■ VORGEGEBENER TEXT
# Vorbereitung

In [None]:
%env KERAS_BACKEND=theano
%env THEANO_FLAGS=floatX=float32,device=cpu

In [None]:
%load_ext autoreload
%autoreload 1
%aimport bb_behavior
%aimport bb_behavior.plot
%aimport bb_behavior.tracking
%aimport bb_behavior.tracking.pipeline

import bb_behavior
import bb_behavior.plot
import bb_behavior.tracking
import bb_behavior.tracking.pipeline

import pandas as pd
import time
import datetime

import os
import glob

# Run

In [None]:
from bb_behavior.tracking.pipeline import get_default_pipeline
default_pipeline = None
default_pipeline = get_default_pipeline(localizer_threshold="0.50")

In [None]:
from tqdm import tqdm_notebook # progress bar

import math
import numpy as np
from bb_tracking.data.constants import DETKEY
#from bb_tracking.tracking import score_id_sim_v
from bb_tracking.tracking import distance_orientations_v, distance_positions_v

from bb_behavior.tracking.pipeline import detect_markers_in_video
from bb_behavior.tracking.pipeline import track_detections_dataframe
from bb_behavior.tracking.pipeline import display_tracking_results

In [None]:
import time
import os

def filename_to_datestring(filname):
    """
    filename can be path
    """
    return os.path.split(filname)[-1].split('.')[0].split('_')[1]


def string_to_timestamp(datestring):
    """ 
    params
        string: format 2018-08-19-01-08-13
    output
        unix timestamp (float)
    """
    
    return time.mktime(time.strptime(datestring, "%Y-%m-%d-%H-%M-%S"))

def timestamp_to_string(timestamp):
    return time.strftime("%Y-%m-%d-%H-%M-%S", time.localtime(timestamp))

In [None]:
config = dict(tag_pixel_diameter=50,
              n_frames=None,
              confidence_filter_detections=0.08,
              confidence_filter_tracks=0.20,
              coordinate_scale=1.0,
              start_time=None,
              fps=10.0,
              cam_id=0,
              left_leaving_area = 0.3, # Prozente vom Bildschirmrand, zB. bei 1000px und 0.15 -> 0-150px
              right_leaving_area = 0.3,
              px_x_resolution_vid = 1944,
              videos_dir = "../videos/")

■ ANFORDERUNG 1
Nenne alle Funktionen, die im Notebook oben mit einer from-Anweisung aus dem Modul bb_behavior.tracking.pipeline importiert werden.

■ BEREITGESTELLTES MATERIAL
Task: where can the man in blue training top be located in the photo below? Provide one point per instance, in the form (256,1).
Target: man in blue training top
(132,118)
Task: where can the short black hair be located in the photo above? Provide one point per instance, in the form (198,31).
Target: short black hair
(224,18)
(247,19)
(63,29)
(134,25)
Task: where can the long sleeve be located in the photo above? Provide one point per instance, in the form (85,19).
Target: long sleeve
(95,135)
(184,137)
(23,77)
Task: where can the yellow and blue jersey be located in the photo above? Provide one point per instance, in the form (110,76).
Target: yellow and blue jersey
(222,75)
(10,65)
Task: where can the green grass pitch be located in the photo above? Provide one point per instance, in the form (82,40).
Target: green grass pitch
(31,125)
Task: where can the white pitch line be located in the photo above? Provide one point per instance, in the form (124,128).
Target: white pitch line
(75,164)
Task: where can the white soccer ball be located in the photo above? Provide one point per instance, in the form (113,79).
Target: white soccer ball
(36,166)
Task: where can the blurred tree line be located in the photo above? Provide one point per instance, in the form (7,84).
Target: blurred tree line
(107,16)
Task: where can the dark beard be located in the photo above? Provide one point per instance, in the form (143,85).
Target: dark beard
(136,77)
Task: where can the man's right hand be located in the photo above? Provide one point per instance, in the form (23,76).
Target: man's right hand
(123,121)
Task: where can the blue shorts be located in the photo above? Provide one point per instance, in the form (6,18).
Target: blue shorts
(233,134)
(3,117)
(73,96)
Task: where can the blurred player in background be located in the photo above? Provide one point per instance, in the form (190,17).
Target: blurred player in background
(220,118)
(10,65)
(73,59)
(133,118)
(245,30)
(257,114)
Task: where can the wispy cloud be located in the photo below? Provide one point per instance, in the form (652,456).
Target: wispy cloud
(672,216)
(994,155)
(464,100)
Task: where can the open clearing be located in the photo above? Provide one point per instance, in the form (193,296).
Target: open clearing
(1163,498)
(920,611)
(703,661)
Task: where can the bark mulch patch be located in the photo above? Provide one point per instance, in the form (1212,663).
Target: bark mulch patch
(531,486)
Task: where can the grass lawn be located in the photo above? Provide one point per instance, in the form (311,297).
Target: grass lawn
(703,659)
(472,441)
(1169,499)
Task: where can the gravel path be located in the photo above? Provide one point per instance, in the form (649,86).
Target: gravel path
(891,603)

■ ANFORDERUNG 2
Filtere aus der Auflistung alle Zeilen heraus, die das Wort „hair“ enthalten, und gib sie unverändert wieder.

■ VOLLSTÄNDIGE ANTWORT 1
get_default_pipeline
detect_markers_in_video
track_detections_dataframe
display_tracking_results

■ VOLLSTÄNDIGE ANTWORT 2
Task: where can the short black hair be located in the photo above? Provide one point per instance, in the form (198,31).
Target: short black hair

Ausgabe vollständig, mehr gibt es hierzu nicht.